Problem description:
Pick out and copy every line in the entries below that contains the string "bubble". Matching is case-sensitive.

Pointing data excerpts:
==================================================

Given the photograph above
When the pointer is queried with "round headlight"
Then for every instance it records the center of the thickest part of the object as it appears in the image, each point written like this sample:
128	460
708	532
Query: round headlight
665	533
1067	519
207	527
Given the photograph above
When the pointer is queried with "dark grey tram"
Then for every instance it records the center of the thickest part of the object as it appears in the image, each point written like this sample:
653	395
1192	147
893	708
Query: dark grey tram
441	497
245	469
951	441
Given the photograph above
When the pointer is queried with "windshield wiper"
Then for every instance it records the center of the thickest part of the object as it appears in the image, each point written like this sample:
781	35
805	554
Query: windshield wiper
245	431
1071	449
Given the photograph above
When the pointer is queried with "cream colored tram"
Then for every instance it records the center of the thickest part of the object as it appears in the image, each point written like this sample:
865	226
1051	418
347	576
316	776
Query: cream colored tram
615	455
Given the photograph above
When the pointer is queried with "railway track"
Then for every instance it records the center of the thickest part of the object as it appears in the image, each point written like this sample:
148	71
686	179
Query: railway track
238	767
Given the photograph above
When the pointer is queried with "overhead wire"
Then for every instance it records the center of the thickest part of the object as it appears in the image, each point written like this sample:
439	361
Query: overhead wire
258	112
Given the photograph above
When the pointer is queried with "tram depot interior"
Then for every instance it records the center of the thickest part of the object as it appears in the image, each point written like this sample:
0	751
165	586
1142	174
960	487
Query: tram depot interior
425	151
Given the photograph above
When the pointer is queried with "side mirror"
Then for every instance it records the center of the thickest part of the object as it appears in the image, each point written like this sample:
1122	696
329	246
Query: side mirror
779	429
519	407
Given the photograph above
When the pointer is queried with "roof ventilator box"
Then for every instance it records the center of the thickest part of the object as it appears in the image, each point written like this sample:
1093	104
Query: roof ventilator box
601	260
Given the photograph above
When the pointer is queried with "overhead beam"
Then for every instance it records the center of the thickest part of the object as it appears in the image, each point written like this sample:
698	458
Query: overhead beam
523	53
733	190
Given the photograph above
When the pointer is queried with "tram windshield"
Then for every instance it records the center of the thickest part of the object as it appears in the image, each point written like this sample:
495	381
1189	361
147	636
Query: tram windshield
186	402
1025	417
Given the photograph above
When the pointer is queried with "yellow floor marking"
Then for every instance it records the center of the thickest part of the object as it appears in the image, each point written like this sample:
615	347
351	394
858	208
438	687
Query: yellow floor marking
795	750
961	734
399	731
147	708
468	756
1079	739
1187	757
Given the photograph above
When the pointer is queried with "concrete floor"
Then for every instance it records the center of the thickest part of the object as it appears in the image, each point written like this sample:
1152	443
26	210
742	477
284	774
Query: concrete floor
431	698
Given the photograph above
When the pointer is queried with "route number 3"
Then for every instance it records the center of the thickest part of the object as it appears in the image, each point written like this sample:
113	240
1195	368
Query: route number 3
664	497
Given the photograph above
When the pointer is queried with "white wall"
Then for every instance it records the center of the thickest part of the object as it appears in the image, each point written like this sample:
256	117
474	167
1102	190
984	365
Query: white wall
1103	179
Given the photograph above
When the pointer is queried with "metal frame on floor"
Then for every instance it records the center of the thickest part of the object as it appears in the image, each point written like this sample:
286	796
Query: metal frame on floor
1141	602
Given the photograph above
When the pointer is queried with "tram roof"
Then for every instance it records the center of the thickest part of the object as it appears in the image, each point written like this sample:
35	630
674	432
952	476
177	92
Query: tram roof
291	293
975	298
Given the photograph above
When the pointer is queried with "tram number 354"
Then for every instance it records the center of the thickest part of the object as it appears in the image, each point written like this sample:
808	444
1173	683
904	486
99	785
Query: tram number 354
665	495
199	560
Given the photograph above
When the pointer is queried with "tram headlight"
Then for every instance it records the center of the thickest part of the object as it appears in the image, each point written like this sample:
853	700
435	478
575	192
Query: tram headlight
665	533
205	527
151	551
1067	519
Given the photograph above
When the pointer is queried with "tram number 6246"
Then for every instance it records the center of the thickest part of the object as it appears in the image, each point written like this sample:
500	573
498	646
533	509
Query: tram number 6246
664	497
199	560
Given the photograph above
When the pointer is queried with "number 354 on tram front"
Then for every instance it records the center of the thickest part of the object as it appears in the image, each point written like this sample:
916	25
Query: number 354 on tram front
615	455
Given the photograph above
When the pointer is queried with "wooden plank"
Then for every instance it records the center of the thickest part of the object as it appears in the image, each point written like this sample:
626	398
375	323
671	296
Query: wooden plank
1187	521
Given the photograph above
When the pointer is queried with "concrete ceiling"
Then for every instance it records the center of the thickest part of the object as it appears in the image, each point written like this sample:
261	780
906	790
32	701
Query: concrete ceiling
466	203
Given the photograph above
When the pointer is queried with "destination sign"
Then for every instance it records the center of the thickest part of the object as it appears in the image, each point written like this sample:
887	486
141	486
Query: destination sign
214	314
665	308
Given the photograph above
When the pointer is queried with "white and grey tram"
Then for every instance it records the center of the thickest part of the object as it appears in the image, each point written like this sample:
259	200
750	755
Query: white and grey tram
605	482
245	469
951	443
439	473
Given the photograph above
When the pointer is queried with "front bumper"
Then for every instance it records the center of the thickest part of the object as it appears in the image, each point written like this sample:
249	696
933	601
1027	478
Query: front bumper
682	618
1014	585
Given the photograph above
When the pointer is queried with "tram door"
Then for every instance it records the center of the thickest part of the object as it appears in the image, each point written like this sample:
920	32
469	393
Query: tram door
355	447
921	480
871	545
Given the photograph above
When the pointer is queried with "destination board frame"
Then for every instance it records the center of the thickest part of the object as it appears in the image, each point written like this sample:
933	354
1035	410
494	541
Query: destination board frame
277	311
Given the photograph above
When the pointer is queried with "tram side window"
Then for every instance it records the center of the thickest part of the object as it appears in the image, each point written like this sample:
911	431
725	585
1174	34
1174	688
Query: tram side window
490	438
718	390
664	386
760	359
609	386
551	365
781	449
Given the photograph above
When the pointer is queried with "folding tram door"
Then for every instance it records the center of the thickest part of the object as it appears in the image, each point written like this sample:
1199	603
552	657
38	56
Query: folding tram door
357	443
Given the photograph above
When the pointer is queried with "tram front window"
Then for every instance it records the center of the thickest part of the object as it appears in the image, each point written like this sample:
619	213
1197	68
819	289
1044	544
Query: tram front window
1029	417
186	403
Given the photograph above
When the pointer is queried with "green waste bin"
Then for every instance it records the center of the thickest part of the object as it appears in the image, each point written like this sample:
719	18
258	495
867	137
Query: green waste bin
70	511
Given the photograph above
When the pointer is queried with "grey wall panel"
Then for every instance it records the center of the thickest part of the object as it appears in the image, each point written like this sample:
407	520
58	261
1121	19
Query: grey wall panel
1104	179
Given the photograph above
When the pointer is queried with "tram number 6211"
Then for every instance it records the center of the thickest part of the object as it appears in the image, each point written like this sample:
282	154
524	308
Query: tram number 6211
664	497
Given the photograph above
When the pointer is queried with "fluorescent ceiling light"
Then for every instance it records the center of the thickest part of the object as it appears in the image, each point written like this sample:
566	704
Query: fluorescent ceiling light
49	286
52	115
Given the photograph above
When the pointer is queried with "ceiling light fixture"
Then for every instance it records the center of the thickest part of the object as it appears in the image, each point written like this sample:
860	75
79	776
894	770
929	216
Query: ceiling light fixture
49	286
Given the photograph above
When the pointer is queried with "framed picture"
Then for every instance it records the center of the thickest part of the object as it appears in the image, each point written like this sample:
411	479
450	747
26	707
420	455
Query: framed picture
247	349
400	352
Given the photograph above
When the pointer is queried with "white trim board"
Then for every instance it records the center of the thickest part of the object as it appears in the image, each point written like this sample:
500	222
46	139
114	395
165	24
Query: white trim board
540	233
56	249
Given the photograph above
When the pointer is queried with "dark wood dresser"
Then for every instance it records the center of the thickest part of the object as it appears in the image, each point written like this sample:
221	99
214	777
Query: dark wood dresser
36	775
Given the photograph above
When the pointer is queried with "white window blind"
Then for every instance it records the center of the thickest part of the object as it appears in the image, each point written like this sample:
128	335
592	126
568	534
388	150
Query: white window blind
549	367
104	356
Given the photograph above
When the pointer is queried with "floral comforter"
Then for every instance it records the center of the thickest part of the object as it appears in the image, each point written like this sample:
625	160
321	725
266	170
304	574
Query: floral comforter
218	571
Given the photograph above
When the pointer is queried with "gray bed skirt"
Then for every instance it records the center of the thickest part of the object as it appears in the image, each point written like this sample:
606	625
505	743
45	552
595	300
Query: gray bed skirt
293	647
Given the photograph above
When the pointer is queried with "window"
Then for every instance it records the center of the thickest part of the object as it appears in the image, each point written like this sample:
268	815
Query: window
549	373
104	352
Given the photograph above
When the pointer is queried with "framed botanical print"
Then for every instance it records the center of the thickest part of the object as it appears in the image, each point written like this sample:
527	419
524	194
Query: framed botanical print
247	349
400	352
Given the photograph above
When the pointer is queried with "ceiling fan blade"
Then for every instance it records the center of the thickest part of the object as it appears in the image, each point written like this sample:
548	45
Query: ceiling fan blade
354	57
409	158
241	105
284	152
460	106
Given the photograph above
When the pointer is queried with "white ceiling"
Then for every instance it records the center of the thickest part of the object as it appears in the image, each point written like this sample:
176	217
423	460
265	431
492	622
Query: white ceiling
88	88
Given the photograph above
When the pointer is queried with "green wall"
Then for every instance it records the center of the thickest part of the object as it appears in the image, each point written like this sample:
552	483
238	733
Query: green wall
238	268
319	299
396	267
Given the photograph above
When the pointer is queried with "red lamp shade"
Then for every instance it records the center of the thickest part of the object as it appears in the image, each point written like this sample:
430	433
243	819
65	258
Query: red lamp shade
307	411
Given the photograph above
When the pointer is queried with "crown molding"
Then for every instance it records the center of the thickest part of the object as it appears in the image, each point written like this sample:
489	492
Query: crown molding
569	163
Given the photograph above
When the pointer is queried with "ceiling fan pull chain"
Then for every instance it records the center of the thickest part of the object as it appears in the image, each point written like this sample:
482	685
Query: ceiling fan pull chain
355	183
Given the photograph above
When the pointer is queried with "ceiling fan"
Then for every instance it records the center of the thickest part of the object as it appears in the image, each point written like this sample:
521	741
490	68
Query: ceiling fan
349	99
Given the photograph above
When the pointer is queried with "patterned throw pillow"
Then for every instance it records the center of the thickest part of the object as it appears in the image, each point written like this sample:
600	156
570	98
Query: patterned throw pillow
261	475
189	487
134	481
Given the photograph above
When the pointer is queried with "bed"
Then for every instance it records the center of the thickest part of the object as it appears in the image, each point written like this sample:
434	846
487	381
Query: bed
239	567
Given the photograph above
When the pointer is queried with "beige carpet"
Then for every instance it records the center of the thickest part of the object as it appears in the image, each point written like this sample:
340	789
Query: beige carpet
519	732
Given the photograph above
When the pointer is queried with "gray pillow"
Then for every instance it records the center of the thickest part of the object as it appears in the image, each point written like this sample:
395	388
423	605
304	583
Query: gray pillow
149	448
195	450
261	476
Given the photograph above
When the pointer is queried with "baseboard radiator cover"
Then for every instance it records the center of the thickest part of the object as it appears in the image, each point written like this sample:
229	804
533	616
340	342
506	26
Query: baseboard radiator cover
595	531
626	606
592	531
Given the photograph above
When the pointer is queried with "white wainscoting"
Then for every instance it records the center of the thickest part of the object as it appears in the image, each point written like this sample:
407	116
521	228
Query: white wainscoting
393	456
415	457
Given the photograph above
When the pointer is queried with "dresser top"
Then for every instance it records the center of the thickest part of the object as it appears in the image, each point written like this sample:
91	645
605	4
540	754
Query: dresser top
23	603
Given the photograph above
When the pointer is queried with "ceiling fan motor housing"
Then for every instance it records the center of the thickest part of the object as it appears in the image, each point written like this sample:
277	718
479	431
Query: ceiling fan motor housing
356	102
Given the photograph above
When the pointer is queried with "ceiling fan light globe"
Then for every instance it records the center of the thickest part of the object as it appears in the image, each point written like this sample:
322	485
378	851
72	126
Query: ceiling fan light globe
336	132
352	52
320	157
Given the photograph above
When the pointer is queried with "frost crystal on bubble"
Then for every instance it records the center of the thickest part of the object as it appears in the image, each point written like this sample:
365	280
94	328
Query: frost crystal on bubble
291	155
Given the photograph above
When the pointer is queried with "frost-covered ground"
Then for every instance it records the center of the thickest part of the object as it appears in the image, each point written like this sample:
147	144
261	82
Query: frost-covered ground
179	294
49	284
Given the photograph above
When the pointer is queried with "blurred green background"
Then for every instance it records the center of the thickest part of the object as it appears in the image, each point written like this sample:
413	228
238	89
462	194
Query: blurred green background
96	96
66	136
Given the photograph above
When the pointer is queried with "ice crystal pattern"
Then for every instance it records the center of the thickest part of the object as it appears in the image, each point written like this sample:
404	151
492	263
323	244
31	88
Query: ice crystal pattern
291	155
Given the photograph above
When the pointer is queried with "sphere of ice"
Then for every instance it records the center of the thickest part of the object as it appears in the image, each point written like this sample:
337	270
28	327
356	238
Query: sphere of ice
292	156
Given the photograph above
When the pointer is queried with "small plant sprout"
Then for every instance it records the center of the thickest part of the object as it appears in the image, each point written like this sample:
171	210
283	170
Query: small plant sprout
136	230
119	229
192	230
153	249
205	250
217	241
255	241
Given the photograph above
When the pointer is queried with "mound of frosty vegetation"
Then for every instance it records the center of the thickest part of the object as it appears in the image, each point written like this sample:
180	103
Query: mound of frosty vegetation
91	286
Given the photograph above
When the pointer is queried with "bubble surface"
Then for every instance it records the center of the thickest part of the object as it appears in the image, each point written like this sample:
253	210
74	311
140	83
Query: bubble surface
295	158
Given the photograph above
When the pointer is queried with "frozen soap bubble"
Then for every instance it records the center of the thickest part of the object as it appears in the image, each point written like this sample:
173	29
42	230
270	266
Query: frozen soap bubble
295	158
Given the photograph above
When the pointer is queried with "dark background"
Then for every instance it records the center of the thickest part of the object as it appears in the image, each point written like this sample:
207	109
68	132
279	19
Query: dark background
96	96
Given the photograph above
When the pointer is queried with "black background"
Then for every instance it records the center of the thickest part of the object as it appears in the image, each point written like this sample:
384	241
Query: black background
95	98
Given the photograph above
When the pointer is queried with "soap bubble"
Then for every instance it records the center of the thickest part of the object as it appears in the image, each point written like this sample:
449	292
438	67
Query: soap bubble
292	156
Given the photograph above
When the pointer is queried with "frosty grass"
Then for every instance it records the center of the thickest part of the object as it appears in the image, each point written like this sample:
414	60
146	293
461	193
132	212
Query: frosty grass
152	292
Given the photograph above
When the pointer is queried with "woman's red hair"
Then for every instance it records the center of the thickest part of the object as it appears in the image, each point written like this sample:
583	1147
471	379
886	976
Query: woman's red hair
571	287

==================================================

Exercise result:
When the pointer is queried with "frost crystal on bubble"
Query: frost crystal on bubble
When the pointer is queried with "bubble surface"
Query: bubble surface
When the pointer is queried with "frozen soap bubble"
Query: frozen soap bubble
When the pointer is queried with "soap bubble"
Query: soap bubble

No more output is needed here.